Task objective: Gather each line of the data below that contains the word "basket", treating uppercase and lowercase as different, and copy those lines out.

======== Exercise input

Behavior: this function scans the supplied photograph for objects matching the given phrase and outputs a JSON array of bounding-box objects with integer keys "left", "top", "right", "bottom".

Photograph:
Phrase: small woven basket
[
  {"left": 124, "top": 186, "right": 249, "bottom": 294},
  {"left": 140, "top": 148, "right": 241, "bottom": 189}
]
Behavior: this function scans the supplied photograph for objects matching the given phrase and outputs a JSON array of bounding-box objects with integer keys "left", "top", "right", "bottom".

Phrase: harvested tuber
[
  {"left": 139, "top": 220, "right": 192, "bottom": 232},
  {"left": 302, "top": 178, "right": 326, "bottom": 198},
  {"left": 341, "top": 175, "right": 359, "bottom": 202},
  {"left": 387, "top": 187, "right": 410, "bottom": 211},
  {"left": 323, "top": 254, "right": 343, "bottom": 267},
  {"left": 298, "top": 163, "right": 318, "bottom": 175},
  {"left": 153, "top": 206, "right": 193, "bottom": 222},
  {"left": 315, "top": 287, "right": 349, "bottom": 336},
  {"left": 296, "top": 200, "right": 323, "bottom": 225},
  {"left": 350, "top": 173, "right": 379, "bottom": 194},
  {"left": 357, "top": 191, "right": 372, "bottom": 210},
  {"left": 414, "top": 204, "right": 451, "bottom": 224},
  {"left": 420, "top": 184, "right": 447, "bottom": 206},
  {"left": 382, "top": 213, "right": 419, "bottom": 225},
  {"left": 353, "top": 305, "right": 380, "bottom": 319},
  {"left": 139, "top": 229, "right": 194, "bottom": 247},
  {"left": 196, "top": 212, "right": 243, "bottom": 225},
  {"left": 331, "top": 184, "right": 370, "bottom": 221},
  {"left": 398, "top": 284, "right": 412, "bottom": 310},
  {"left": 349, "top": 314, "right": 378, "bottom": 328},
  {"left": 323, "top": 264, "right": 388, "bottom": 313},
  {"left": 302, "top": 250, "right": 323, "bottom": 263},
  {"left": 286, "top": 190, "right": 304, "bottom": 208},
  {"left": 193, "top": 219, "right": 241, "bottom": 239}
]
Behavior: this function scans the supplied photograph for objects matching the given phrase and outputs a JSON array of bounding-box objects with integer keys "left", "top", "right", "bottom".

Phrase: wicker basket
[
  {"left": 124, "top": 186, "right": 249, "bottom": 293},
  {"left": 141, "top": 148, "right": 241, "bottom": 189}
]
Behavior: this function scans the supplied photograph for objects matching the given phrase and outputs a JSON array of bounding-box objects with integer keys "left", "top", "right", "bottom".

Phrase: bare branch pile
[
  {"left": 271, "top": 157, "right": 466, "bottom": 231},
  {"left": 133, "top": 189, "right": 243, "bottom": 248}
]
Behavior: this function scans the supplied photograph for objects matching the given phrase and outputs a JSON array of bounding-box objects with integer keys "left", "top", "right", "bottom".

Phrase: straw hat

================

Answer in full:
Phrase: small woven basket
Phrase: wicker basket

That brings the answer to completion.